TASK REQUIREMENTS: Return, character for character, the lines from the one bearing "Tag the dormer" through the end of the material. Omit everything before that line.

** PROVIDED DATA follows **

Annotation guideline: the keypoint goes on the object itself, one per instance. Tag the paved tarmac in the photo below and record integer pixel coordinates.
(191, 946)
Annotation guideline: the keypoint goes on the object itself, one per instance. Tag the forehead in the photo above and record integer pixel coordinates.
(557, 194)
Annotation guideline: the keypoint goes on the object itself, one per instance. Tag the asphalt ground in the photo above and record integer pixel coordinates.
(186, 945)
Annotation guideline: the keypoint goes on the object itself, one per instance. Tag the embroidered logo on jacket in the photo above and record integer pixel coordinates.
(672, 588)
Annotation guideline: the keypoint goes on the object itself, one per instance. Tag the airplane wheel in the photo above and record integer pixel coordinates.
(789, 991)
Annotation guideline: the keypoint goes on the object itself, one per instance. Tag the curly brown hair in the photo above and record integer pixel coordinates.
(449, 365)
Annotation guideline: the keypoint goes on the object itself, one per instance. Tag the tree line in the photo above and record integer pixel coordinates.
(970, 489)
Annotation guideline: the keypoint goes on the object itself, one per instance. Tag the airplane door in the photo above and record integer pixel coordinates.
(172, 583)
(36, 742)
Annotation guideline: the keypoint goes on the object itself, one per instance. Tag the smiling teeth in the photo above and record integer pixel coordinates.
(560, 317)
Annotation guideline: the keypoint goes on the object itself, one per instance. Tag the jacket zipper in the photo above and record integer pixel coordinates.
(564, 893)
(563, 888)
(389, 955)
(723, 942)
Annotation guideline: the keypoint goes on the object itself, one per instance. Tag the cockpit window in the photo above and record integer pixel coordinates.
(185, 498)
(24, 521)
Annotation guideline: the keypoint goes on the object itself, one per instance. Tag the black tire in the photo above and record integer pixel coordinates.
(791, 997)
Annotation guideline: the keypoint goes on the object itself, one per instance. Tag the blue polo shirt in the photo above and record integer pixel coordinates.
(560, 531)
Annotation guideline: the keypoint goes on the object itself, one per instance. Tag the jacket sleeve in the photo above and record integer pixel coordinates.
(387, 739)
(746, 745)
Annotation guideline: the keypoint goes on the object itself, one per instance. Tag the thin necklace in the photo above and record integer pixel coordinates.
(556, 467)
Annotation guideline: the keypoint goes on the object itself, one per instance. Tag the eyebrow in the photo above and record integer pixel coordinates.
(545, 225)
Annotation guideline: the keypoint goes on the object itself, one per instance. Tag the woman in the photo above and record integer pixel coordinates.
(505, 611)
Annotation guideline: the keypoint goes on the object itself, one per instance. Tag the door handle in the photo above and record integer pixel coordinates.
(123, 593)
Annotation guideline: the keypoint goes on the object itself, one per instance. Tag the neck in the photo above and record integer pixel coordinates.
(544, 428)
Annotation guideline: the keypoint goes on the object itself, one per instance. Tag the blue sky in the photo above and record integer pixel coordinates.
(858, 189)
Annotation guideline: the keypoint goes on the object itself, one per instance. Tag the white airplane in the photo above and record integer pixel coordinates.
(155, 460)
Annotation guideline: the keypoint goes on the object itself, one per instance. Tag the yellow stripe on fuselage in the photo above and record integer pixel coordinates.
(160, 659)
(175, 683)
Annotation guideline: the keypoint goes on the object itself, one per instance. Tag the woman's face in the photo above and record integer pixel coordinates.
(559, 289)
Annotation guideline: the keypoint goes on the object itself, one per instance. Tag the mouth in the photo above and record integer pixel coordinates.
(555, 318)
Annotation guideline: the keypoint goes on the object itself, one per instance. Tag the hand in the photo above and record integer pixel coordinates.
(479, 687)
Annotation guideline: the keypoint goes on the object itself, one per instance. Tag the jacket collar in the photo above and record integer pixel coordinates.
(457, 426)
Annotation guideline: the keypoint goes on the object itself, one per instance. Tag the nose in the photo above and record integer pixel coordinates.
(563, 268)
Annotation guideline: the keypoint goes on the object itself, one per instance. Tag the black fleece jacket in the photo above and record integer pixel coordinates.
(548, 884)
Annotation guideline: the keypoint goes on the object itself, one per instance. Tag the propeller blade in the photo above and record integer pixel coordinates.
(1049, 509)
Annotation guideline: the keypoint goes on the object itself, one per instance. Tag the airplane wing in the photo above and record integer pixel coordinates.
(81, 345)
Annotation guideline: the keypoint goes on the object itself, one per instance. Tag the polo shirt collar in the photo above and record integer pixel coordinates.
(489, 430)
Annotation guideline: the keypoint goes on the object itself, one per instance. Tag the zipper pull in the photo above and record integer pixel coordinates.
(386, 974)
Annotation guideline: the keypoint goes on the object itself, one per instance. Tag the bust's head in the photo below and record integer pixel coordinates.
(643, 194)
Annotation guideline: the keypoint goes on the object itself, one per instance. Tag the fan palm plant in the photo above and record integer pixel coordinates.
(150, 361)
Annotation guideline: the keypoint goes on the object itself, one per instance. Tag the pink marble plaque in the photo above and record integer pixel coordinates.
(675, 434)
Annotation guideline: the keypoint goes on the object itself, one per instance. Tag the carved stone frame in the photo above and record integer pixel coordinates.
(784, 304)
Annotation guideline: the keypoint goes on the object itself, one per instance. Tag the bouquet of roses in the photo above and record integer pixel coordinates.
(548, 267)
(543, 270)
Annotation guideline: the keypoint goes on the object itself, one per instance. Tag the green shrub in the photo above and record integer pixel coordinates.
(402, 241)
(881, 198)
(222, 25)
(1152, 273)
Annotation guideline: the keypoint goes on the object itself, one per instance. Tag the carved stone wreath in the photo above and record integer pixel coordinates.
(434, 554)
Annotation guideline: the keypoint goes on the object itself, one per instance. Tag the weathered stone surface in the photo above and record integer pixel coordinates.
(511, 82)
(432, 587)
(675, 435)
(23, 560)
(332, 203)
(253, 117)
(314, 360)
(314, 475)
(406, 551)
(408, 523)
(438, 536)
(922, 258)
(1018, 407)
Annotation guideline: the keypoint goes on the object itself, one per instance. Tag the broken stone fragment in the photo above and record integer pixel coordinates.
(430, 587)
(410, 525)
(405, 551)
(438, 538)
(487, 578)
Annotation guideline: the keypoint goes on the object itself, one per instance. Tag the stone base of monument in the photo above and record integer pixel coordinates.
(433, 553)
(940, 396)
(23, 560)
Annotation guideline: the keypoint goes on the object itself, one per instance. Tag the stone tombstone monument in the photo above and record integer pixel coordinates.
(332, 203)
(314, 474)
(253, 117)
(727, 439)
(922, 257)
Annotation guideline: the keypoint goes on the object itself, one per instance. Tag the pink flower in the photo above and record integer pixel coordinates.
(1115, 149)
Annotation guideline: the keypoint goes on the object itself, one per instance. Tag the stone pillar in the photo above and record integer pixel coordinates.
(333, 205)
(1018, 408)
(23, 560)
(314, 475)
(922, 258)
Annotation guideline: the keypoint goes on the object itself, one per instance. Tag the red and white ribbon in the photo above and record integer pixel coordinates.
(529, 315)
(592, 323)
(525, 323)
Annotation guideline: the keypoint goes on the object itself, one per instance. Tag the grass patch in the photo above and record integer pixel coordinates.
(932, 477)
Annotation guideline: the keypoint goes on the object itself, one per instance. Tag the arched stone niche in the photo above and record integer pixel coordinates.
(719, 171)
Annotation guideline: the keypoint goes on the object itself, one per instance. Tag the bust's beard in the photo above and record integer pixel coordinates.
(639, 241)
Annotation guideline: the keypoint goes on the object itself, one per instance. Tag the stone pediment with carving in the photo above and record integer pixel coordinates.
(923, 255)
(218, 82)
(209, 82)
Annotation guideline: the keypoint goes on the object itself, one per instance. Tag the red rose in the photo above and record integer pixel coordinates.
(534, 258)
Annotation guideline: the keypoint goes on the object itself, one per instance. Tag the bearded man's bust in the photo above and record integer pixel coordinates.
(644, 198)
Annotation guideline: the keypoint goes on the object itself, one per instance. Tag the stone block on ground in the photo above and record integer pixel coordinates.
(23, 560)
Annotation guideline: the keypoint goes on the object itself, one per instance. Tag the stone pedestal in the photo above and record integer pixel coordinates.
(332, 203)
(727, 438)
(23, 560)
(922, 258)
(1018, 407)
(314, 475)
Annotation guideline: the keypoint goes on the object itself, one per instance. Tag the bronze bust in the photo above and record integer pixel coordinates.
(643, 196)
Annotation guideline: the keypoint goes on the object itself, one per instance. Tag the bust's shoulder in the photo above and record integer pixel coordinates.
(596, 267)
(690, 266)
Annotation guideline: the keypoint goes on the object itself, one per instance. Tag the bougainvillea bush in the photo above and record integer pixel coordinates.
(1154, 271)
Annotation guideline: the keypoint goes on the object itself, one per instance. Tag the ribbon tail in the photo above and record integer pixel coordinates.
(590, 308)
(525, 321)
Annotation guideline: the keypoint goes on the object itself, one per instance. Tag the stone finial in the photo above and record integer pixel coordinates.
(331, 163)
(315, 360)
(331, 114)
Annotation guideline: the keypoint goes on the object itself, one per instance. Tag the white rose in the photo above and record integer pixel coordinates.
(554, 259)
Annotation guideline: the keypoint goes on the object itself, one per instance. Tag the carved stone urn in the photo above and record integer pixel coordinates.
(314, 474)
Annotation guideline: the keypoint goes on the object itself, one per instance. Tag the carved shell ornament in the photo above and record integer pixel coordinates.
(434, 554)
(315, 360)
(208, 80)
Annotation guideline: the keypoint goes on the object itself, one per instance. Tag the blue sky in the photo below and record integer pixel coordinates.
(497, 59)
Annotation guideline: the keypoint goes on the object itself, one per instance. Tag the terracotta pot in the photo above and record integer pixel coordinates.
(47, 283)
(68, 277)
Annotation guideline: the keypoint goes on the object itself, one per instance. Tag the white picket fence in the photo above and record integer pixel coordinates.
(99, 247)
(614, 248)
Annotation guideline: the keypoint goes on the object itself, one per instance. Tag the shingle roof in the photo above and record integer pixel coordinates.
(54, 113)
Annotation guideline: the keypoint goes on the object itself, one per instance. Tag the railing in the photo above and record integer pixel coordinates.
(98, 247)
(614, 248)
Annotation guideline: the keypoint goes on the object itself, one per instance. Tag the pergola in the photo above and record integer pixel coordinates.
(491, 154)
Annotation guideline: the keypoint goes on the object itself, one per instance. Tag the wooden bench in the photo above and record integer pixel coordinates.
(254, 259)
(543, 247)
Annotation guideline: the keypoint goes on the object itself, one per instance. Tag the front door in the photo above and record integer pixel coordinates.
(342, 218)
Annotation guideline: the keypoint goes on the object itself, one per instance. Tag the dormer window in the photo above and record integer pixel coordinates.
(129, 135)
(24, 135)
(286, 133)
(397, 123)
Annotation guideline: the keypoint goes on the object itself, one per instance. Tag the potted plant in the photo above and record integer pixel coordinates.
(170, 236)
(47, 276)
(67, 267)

** End of PROVIDED DATA **

TASK RESPONSE:
Annotation guideline: the keypoint goes on the object itself, one per instance. Tag the dormer window in the photo above and record integer pixel coordinates.
(129, 135)
(24, 135)
(286, 133)
(397, 123)
Annotation guideline: the keypoint goes on the object itself, one per instance. Tag the potted plant in the photo above and record integer pixel coordinates.
(170, 236)
(47, 276)
(67, 267)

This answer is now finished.